Please rewrite the lines below, substituting "reduced polygon" for every occurrence of "simplified polygon" and keeping all other text the same.

[Data taken from a collection]
·····
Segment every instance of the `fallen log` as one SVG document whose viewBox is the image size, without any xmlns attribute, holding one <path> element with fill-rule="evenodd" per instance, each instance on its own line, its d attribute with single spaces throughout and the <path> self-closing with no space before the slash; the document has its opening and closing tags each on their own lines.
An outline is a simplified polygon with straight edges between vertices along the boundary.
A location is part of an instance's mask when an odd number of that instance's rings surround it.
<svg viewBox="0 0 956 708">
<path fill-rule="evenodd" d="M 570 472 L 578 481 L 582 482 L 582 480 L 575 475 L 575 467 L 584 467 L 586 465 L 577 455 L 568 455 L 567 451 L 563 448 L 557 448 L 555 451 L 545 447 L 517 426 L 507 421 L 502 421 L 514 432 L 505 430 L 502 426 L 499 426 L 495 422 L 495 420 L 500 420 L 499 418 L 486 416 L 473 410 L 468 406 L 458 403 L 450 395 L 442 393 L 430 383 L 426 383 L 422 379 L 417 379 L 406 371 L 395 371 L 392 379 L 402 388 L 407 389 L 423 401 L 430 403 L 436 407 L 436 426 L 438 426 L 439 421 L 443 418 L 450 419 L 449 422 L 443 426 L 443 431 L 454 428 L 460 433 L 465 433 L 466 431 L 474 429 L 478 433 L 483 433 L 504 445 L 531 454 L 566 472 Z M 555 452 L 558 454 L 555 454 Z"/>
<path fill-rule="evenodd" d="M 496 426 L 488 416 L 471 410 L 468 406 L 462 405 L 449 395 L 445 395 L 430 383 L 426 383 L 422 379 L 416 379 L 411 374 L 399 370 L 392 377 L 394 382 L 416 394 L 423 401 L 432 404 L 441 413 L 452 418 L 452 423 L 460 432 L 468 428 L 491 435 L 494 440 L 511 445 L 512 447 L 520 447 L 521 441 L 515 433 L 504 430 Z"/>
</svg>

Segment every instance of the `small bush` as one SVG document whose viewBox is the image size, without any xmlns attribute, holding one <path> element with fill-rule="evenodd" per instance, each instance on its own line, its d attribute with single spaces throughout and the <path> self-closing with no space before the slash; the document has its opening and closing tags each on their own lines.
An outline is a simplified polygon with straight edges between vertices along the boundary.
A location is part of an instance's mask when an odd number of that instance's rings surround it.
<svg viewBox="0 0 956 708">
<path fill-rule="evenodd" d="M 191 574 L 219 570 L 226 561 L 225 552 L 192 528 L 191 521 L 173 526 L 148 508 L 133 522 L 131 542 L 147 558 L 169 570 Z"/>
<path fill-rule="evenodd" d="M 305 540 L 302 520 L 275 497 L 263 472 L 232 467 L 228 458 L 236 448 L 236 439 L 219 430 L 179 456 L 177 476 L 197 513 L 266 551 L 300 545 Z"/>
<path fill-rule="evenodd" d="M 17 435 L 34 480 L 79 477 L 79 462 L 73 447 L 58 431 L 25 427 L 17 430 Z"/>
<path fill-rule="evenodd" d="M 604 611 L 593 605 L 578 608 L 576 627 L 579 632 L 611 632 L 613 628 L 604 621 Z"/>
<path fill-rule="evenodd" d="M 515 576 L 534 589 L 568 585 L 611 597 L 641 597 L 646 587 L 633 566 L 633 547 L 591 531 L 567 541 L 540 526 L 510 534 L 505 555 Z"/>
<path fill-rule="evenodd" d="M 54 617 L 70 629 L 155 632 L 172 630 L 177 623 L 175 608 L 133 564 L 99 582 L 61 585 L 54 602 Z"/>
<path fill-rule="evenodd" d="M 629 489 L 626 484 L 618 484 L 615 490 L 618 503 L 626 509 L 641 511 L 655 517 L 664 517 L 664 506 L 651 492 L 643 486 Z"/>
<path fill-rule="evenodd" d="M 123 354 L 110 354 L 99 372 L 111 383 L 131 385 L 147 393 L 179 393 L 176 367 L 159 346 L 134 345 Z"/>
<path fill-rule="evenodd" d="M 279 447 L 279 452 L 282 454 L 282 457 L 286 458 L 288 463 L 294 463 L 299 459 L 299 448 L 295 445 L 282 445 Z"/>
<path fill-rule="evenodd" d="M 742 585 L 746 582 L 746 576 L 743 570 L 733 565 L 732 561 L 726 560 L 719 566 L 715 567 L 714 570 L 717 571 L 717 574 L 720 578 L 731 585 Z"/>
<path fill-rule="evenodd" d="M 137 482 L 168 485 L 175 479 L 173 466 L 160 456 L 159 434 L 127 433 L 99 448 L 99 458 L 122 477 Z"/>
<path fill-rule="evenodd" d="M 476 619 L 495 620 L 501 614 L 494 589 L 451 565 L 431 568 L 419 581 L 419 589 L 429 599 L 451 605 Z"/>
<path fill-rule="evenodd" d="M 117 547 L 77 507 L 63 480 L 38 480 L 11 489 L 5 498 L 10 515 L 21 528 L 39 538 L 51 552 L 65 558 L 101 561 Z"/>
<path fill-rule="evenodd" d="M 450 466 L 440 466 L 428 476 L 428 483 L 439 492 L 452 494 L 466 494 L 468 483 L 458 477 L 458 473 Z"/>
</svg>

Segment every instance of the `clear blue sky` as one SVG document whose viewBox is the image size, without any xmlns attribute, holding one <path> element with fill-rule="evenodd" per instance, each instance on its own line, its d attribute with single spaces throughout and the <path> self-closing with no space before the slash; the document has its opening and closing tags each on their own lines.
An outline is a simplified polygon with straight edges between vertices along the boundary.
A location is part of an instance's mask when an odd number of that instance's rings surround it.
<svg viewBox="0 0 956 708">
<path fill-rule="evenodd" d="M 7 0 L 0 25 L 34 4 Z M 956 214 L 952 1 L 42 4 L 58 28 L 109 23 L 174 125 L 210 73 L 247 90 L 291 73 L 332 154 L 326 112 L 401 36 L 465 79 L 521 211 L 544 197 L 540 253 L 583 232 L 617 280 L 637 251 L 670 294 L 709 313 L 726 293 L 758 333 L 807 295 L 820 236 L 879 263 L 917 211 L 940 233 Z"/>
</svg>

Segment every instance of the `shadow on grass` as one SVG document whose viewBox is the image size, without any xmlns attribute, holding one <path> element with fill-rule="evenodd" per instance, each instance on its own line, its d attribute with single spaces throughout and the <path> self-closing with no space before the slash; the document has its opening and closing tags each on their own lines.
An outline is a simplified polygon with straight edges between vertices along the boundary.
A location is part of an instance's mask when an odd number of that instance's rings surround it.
·····
Problem solution
Segment every instance of the `fallen log` as one SVG document whose viewBox is the image size, without any xmlns attribute, holding one <path> element with fill-rule="evenodd" per instance, each instance on its own line, its d attribute with single spaces throughout and the <path> self-closing with no space before the slash; the document has its opening and closing tags each on their own lines.
An outline is a reduced polygon with straight edges between vertices along the boundary.
A location is part of an instance's mask when an odd number of that instance's rings surround it.
<svg viewBox="0 0 956 708">
<path fill-rule="evenodd" d="M 570 472 L 578 481 L 582 482 L 582 480 L 575 475 L 575 467 L 584 467 L 586 465 L 577 455 L 568 455 L 567 451 L 563 448 L 557 448 L 555 451 L 545 447 L 517 426 L 507 421 L 502 421 L 514 432 L 505 430 L 502 426 L 499 426 L 495 422 L 495 420 L 500 420 L 499 418 L 486 416 L 473 410 L 468 406 L 458 403 L 450 395 L 442 393 L 430 383 L 426 383 L 422 379 L 417 379 L 406 371 L 395 371 L 392 379 L 402 388 L 407 389 L 423 401 L 430 403 L 436 407 L 436 426 L 438 426 L 439 421 L 443 418 L 450 419 L 449 422 L 443 426 L 443 431 L 454 428 L 460 433 L 465 433 L 466 431 L 474 429 L 478 433 L 483 433 L 504 445 L 531 454 L 566 472 Z M 555 452 L 558 454 L 555 454 Z"/>
<path fill-rule="evenodd" d="M 496 426 L 488 416 L 471 410 L 468 406 L 462 405 L 449 395 L 445 395 L 430 383 L 426 383 L 422 379 L 416 379 L 411 374 L 399 370 L 392 377 L 394 382 L 416 394 L 423 401 L 432 404 L 441 413 L 452 418 L 452 423 L 460 432 L 468 428 L 491 435 L 494 440 L 511 445 L 512 447 L 520 447 L 521 441 L 515 433 L 504 430 Z"/>
</svg>

Segment every instance of the `small bush` as one SVG document whose viewBox is the image size, without any xmlns attribute, holding one <path> element with fill-rule="evenodd" per instance, each instance on its own line, its d attribute with single spaces throughout and the <path> self-closing with no space before the slash; the document has its opening and closing tags each on their own lines.
An outline is a reduced polygon with straight edges between vertices along the boundary.
A location is part of an instance's mask when an odd number of that instance's rings surround it.
<svg viewBox="0 0 956 708">
<path fill-rule="evenodd" d="M 191 574 L 219 570 L 226 561 L 225 552 L 192 528 L 191 521 L 173 526 L 148 508 L 133 522 L 131 542 L 147 558 L 169 570 Z"/>
<path fill-rule="evenodd" d="M 305 540 L 302 520 L 275 497 L 263 472 L 232 467 L 228 458 L 236 448 L 236 439 L 219 430 L 179 456 L 177 476 L 197 513 L 266 551 L 300 545 Z"/>
<path fill-rule="evenodd" d="M 17 435 L 34 480 L 79 477 L 79 462 L 73 447 L 58 431 L 25 427 L 17 430 Z"/>
<path fill-rule="evenodd" d="M 604 611 L 593 605 L 578 608 L 576 627 L 579 632 L 611 632 L 613 628 L 604 621 Z"/>
<path fill-rule="evenodd" d="M 515 576 L 534 589 L 568 585 L 611 597 L 641 597 L 646 587 L 633 566 L 633 547 L 591 531 L 567 541 L 540 526 L 510 534 L 505 555 Z"/>
<path fill-rule="evenodd" d="M 54 617 L 70 629 L 155 632 L 172 630 L 177 623 L 175 608 L 133 564 L 99 582 L 61 585 L 54 602 Z"/>
<path fill-rule="evenodd" d="M 629 489 L 626 484 L 618 484 L 615 490 L 618 503 L 626 509 L 641 511 L 655 517 L 664 517 L 664 506 L 651 492 L 643 486 Z"/>
<path fill-rule="evenodd" d="M 123 354 L 110 354 L 99 372 L 111 383 L 131 385 L 147 393 L 179 393 L 176 367 L 159 346 L 134 345 Z"/>
<path fill-rule="evenodd" d="M 279 447 L 279 452 L 282 454 L 282 457 L 286 458 L 288 463 L 294 463 L 299 459 L 299 448 L 295 445 L 282 445 Z"/>
<path fill-rule="evenodd" d="M 742 585 L 746 582 L 746 576 L 743 570 L 733 565 L 732 561 L 726 560 L 719 566 L 715 567 L 714 570 L 717 571 L 717 574 L 720 578 L 731 585 Z"/>
<path fill-rule="evenodd" d="M 137 482 L 168 485 L 175 479 L 173 466 L 160 456 L 159 434 L 127 433 L 99 448 L 99 458 L 122 477 Z"/>
<path fill-rule="evenodd" d="M 476 619 L 495 620 L 501 614 L 494 589 L 451 565 L 431 568 L 419 581 L 419 589 L 429 599 L 451 605 Z"/>
<path fill-rule="evenodd" d="M 117 547 L 77 507 L 63 480 L 38 480 L 11 489 L 5 498 L 10 515 L 21 528 L 39 538 L 51 552 L 65 558 L 101 561 Z"/>
<path fill-rule="evenodd" d="M 450 466 L 440 466 L 428 476 L 428 483 L 439 492 L 452 494 L 466 494 L 468 483 L 458 477 L 458 473 Z"/>
</svg>

Segment every instance of the `clear blue sky` as one SVG document whose viewBox is the image size, without any xmlns attribute, holding one <path> element with fill-rule="evenodd" per instance, each instance on its own line, its d attribute with single spaces throughout and the <path> self-closing with no space before the slash; the document has its opening and closing tags each on their own lines.
An outline is a reduced polygon with straight edges between vertices along the boundary.
A location is part of an instance's mask when an odd number of that instance's rings surround it.
<svg viewBox="0 0 956 708">
<path fill-rule="evenodd" d="M 7 0 L 0 25 L 34 4 Z M 956 214 L 952 1 L 42 4 L 58 28 L 109 23 L 174 125 L 210 73 L 247 90 L 291 73 L 332 154 L 326 112 L 401 36 L 465 79 L 521 211 L 544 197 L 540 253 L 583 232 L 617 280 L 637 251 L 670 294 L 709 313 L 726 293 L 758 333 L 807 295 L 820 236 L 879 263 L 917 211 L 940 233 Z"/>
</svg>

Segment every instance of the `shadow on grass` as one SVG document whose viewBox is the image size, without any xmlns attribute, holding one <path> element with fill-rule="evenodd" per instance, each instance on its own line, its d attribute with single spaces throughout and the <path> self-closing with no space before the slash; the document has its opening and closing tags each on their own lines.
An outline is a reduced polygon with straight edges between vertices along the boundary.
A location is part of an instance's mask when an odd number of that instance's rings surround it.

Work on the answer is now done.